-- ENTRIES SHOWN start --

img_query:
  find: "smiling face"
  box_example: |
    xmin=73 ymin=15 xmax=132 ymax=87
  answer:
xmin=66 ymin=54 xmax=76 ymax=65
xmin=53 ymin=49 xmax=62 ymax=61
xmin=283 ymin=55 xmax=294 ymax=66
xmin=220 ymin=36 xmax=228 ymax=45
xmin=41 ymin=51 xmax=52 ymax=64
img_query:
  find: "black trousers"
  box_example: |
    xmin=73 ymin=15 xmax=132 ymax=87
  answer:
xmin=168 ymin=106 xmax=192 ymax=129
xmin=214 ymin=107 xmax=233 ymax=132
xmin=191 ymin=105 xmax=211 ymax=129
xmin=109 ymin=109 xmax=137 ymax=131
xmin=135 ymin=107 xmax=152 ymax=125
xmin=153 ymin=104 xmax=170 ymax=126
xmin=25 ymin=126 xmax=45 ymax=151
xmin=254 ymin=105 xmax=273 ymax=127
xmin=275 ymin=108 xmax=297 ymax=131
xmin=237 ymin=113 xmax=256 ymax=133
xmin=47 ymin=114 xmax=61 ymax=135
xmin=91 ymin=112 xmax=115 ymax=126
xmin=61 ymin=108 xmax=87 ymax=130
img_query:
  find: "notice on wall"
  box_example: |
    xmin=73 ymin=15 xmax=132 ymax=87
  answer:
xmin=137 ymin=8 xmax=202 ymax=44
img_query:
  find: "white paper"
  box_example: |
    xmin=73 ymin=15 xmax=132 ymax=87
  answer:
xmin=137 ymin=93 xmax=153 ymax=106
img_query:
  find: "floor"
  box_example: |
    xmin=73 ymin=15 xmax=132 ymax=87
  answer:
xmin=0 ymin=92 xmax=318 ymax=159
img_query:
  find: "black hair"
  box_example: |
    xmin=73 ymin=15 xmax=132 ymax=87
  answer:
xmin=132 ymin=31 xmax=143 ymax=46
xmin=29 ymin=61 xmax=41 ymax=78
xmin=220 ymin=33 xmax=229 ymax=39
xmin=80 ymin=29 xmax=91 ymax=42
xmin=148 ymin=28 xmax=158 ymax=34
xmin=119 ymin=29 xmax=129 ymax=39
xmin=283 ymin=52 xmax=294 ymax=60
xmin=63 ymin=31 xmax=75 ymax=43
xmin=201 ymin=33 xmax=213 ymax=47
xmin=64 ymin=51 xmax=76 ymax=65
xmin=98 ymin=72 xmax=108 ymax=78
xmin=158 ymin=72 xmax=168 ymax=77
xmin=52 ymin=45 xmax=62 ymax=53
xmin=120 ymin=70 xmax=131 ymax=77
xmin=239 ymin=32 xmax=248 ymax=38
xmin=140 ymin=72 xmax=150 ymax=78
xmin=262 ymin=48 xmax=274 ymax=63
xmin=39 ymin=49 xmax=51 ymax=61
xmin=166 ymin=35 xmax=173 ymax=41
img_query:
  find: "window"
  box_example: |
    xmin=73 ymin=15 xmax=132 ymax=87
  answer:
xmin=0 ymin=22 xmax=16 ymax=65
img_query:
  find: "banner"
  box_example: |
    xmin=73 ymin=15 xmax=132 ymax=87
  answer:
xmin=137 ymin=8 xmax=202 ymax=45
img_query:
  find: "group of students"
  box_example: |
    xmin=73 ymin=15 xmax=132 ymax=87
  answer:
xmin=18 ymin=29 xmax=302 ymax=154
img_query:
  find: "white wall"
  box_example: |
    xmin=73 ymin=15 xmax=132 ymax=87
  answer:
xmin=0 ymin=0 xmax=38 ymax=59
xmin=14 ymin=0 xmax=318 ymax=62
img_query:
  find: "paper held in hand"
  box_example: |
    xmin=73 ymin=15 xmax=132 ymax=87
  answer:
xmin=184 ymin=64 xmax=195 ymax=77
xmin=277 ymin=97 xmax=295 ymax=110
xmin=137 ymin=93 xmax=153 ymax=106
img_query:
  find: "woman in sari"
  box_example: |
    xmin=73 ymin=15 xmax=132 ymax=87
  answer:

-- ENTRIES SHOWN end --

Switch each "box_example" in the listing above to "sample_box" and reproduce all of its lines with nothing else altered.

FINISHED TASK
img_query:
  find: "smiling face"
  sample_box: |
    xmin=73 ymin=15 xmax=132 ymax=87
  answer:
xmin=66 ymin=54 xmax=76 ymax=65
xmin=53 ymin=49 xmax=62 ymax=61
xmin=283 ymin=55 xmax=294 ymax=66
xmin=220 ymin=36 xmax=228 ymax=45
xmin=41 ymin=51 xmax=52 ymax=64
img_query:
  find: "black trousers"
  sample_box: |
    xmin=73 ymin=15 xmax=132 ymax=87
  answer:
xmin=168 ymin=106 xmax=192 ymax=129
xmin=214 ymin=107 xmax=233 ymax=132
xmin=191 ymin=105 xmax=211 ymax=129
xmin=109 ymin=109 xmax=137 ymax=131
xmin=135 ymin=107 xmax=152 ymax=125
xmin=153 ymin=104 xmax=170 ymax=126
xmin=25 ymin=126 xmax=45 ymax=151
xmin=254 ymin=105 xmax=273 ymax=127
xmin=275 ymin=108 xmax=297 ymax=131
xmin=237 ymin=113 xmax=256 ymax=133
xmin=47 ymin=114 xmax=61 ymax=135
xmin=91 ymin=112 xmax=115 ymax=126
xmin=61 ymin=108 xmax=87 ymax=130
img_query:
  find: "notice on wall"
  sample_box: |
    xmin=73 ymin=15 xmax=132 ymax=87
  answer:
xmin=137 ymin=8 xmax=202 ymax=44
img_query:
  find: "white paper"
  sample_box: |
    xmin=73 ymin=15 xmax=132 ymax=87
  answer:
xmin=137 ymin=93 xmax=153 ymax=106
img_query:
  find: "floor"
  sample_box: |
    xmin=73 ymin=15 xmax=132 ymax=87
  answer:
xmin=0 ymin=92 xmax=318 ymax=159
img_query:
  find: "black hair"
  sample_box: |
    xmin=73 ymin=15 xmax=132 ymax=87
  answer:
xmin=132 ymin=31 xmax=143 ymax=46
xmin=29 ymin=61 xmax=41 ymax=78
xmin=220 ymin=33 xmax=229 ymax=39
xmin=80 ymin=29 xmax=91 ymax=42
xmin=148 ymin=28 xmax=158 ymax=34
xmin=119 ymin=29 xmax=129 ymax=39
xmin=283 ymin=52 xmax=294 ymax=60
xmin=63 ymin=31 xmax=75 ymax=43
xmin=201 ymin=33 xmax=213 ymax=47
xmin=64 ymin=51 xmax=76 ymax=65
xmin=98 ymin=72 xmax=108 ymax=78
xmin=158 ymin=72 xmax=168 ymax=77
xmin=52 ymin=45 xmax=62 ymax=53
xmin=120 ymin=70 xmax=131 ymax=77
xmin=239 ymin=32 xmax=248 ymax=38
xmin=140 ymin=72 xmax=150 ymax=78
xmin=262 ymin=48 xmax=274 ymax=63
xmin=39 ymin=49 xmax=51 ymax=61
xmin=166 ymin=35 xmax=173 ymax=41
img_query:
  find: "window"
  sample_box: |
    xmin=73 ymin=15 xmax=132 ymax=87
  answer:
xmin=0 ymin=22 xmax=16 ymax=65
img_query:
  find: "banner"
  sample_box: |
    xmin=73 ymin=15 xmax=132 ymax=87
  answer:
xmin=137 ymin=8 xmax=202 ymax=45
img_query:
  find: "group of students"
  sample_box: |
    xmin=73 ymin=15 xmax=132 ymax=87
  answer:
xmin=18 ymin=29 xmax=302 ymax=154
img_query:
  find: "white wall"
  sample_box: |
    xmin=73 ymin=15 xmax=132 ymax=87
  answer:
xmin=0 ymin=0 xmax=38 ymax=59
xmin=14 ymin=0 xmax=318 ymax=62
img_query:
  find: "paper held in hand"
  sample_box: |
    xmin=73 ymin=15 xmax=132 ymax=87
  answer:
xmin=184 ymin=64 xmax=195 ymax=77
xmin=277 ymin=97 xmax=295 ymax=110
xmin=137 ymin=93 xmax=153 ymax=106
img_query:
  find: "woman in sari"
  sample_box: |
    xmin=73 ymin=15 xmax=132 ymax=87
  answer:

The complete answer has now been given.